**GIVEN TEXT:**
From d754878ea33b2ab9332cea428d368b8a02b72ad1 Mon Sep 17 00:00:00 2001
From: "duncan.parkes" <duncan.parkes@cf68f80a-222c-0410-aabe-5f79d0504a29>
Date: Mon, 16 Jun 2008 11:00:20 +0000
Subject: [PATCH] Add Shropshire, North Yorkshire and South Northamptonshire.

---
 python_scrapers/OtherFilesToCopy.csv |   1 +
 python_scrapers/Shropshire.py        | 160 +++++++++++++++++++++++++++
 python_scrapers/SitesToGenerate.csv  |   3 +
 3 files changed, 164 insertions(+)
 create mode 100644 python_scrapers/Shropshire.py

diff --git a/python_scrapers/OtherFilesToCopy.csv b/python_scrapers/OtherFilesToCopy.csv
index bf25769..c4994cd 100644
--- a/python_scrapers/OtherFilesToCopy.csv
+++ b/python_scrapers/OtherFilesToCopy.csv
@@ -30,3 +30,4 @@
 "Flintshire.py", "420"
 "Maldon.py", "420"
 "Medway.py", "420"
+"Shropshire.py", "420"
diff --git a/python_scrapers/Shropshire.py b/python_scrapers/Shropshire.py
new file mode 100644
index 0000000..54bdd1e
--- /dev/null
+++ b/python_scrapers/Shropshire.py
@@ -0,0 +1,160 @@
+import urllib2
+import urllib
+import urlparse
+
+import datetime, time
+import cgi
+
+import re
+
+from BeautifulSoup import BeautifulSoup
+
+from PlanningUtils import PlanningApplication, \
+    PlanningAuthorityResults, \
+    getPostcodeFromText
+
+date_format = "%d/%m/%Y"
+
+class ShropshireParser:
+    reference_input_name = "ApplNum"
+    contact_email_name = "offemail"
+
+    comment_url = None
+
+    use_validated_date = False
+
+    def _get_info_link_list(self, soup):
+        return [tr.a for tr in soup.find("table", id="tbllist").findAll("tr", recursive=False)[:-1]]
+
+    def _get_postcode(self, info_soup):
+        return info_soup.find("input", {"name": "Postcode"})['value']
+
+    def __init__(self, authority_name, authority_short_name, base_url, debug=False):
+        self.debug = debug
+
+        self.authority_name = authority_name
+        self.authority_short_name = authority_short_name
+        self.base_url = base_url
+        self._split_base_url = urlparse.urlsplit(base_url)
+        
+        self._current_application = None
+        self._results = PlanningAuthorityResults(self.authority_name, self.authority_short_name)
+
+
+    def getResultsByDayMonthYear(self, day, month, year):
+        search_date = datetime.date(year, month, day)
+        search_date_string = search_date.strftime(date_format)
+
+        if self.use_validated_date:
+            received_search_string = ""
+            validated_search_string = search_date_string
+        else:
+            received_search_string = search_date_string
+            validated_search_string = ""

**RECORD EXTRACTS:**
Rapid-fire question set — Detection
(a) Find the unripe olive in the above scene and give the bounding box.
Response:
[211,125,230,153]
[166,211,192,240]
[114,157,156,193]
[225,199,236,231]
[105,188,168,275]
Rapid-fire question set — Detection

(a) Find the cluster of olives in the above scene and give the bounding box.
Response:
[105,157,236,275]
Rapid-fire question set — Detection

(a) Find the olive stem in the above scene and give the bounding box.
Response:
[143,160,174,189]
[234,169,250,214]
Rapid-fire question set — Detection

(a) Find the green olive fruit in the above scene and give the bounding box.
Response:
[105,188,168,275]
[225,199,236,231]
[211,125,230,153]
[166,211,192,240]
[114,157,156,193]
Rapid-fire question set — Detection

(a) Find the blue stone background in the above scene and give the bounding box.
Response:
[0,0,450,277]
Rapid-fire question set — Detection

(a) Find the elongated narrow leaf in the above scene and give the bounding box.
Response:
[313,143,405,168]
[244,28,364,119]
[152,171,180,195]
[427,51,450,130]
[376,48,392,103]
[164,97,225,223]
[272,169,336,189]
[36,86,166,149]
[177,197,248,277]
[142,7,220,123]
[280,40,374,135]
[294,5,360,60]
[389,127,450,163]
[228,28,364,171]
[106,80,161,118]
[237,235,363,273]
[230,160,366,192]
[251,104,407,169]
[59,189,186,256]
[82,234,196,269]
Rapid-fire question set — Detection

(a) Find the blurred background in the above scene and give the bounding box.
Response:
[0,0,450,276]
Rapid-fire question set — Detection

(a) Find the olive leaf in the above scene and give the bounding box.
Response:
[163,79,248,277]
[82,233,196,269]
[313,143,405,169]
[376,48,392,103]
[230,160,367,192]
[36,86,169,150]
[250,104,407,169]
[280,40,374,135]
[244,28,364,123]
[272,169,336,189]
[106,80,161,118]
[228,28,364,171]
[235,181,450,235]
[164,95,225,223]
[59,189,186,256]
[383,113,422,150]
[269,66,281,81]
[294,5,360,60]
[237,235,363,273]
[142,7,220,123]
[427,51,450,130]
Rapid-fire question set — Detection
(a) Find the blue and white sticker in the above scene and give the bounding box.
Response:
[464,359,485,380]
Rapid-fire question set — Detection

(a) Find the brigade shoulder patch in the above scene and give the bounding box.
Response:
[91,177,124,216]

**PROBLEMS TO WORK ON:**
1. Using the patch, decide whether each statement agrees with it, and give yes or no with the deciding words quoted: (a) The patch changes four files. (b) In ShropshireParser, use_validated_date is set to True. (c) The date format puts the day first, then the month, then the year.
2. Return, word for word, the part of the patch starting at "From d754878ea33b2ab9332cea428d368b8a02b72ad1 Mon" and ending at "changed, 164 insertions(+)".

**SOLUTIONS IN ORDER:**
1.
(a) No: "3 files changed, 164 insertions(+)"
(b) No: "use_validated_date = False"
(c) Yes: "date_format = "%d/%m/%Y""

2.
From d754878ea33b2ab9332cea428d368b8a02b72ad1 Mon Sep 17 00:00:00 2001
From: "duncan.parkes" <duncan.parkes@cf68f80a-222c-0410-aabe-5f79d0504a29>
Date: Mon, 16 Jun 2008 11:00:20 +0000
Subject: [PATCH] Add Shropshire, North Yorkshire and South Northamptonshire.

---
 python_scrapers/OtherFilesToCopy.csv |   1 +
 python_scrapers/Shropshire.py        | 160 +++++++++++++++++++++++++++
 python_scrapers/SitesToGenerate.csv  |   3 +
 3 files changed, 164 insertions(+)